Data provided —
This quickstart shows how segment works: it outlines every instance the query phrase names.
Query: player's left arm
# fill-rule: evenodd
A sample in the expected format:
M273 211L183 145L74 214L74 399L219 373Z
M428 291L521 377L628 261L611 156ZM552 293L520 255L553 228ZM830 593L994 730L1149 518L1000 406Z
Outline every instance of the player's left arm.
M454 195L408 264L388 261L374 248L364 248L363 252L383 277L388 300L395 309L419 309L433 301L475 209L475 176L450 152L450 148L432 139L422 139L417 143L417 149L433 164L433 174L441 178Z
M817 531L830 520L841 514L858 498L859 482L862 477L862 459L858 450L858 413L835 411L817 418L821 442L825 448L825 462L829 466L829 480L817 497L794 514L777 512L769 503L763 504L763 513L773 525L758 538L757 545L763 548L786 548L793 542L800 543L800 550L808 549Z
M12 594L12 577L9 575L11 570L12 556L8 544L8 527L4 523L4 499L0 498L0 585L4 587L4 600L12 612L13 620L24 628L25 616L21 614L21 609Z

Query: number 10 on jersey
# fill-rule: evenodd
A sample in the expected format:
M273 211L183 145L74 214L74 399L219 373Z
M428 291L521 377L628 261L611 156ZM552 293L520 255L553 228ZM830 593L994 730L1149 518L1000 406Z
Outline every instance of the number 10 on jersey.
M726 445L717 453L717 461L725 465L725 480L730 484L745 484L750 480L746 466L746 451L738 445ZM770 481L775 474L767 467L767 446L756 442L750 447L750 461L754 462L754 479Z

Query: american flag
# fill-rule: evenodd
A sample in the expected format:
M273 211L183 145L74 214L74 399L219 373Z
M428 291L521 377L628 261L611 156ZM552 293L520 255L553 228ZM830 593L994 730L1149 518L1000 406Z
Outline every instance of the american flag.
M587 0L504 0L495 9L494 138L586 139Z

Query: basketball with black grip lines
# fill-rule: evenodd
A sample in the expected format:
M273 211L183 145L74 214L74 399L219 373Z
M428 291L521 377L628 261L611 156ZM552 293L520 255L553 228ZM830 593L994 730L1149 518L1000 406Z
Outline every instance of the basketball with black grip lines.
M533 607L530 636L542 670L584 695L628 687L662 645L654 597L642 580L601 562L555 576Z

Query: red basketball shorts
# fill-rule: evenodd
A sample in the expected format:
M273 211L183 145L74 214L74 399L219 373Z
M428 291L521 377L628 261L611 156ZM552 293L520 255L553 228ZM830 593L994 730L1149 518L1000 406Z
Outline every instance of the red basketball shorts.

Task statement — Return all of the material above exactly as it stands.

Answer below —
This quickstart shows how segment works: it outlines every instance the query phrase names.
Query: player's left arm
# fill-rule: evenodd
A sample in the expected format:
M273 211L183 145L74 214L74 399L219 373Z
M428 291L521 377L628 261L611 156ZM552 293L520 255L553 228ZM830 593L994 730L1149 518L1000 406Z
Outline every instance of the player's left arm.
M454 195L408 264L388 261L374 248L364 248L363 252L383 277L388 300L395 309L419 309L433 301L475 209L475 176L450 152L450 148L432 139L422 139L417 143L417 149L433 164L433 174L441 178Z
M817 531L830 520L841 514L858 498L859 482L862 477L862 459L858 450L858 413L835 411L817 418L821 442L825 448L825 462L829 466L829 480L817 497L794 514L777 512L769 503L763 504L763 513L773 525L758 538L757 545L763 548L786 548L793 542L800 543L800 550L808 549Z
M12 594L12 577L9 575L11 570L12 556L8 544L8 527L4 523L4 499L0 498L0 585L4 587L4 600L12 612L13 620L24 628L25 616L21 614L21 609Z

Query: number 10 on jersey
# fill-rule: evenodd
A sample in the expected format:
M273 211L183 145L74 214L74 399L219 373Z
M428 291L521 377L628 261L611 156ZM552 293L520 255L553 228ZM830 593L994 730L1149 518L1000 406Z
Outline every instance of the number 10 on jersey.
M726 445L717 453L717 461L725 465L725 480L730 484L745 484L750 480L746 466L746 451L738 445ZM770 481L775 474L767 467L767 446L756 442L750 447L750 461L754 462L754 479Z

Query: american flag
# fill-rule: evenodd
A sample in the expected format:
M273 211L183 145L74 214L74 399L219 373Z
M428 291L521 377L628 261L611 156ZM552 293L520 255L553 228ZM830 593L994 730L1149 518L1000 406Z
Outline every instance of the american flag.
M587 0L504 0L495 9L494 138L586 139Z

Query: basketball with black grip lines
# fill-rule: evenodd
A sample in the expected format:
M273 211L183 145L74 214L74 399L219 373Z
M428 291L521 377L628 261L611 156ZM552 293L520 255L553 228ZM830 593L994 730L1149 518L1000 406Z
Outline every instance of the basketball with black grip lines.
M533 607L530 636L542 670L584 695L628 687L662 645L654 597L642 580L601 562L555 576Z

Query: red basketball shorts
# fill-rule: evenodd
A sample in the expected format:
M273 211L183 145L74 214L74 399L219 373Z
M428 291L521 377L628 261L611 156ZM552 293L520 255L553 228ZM830 593L994 730L1149 518L1000 406Z
Outline every instance of the red basketball shorts.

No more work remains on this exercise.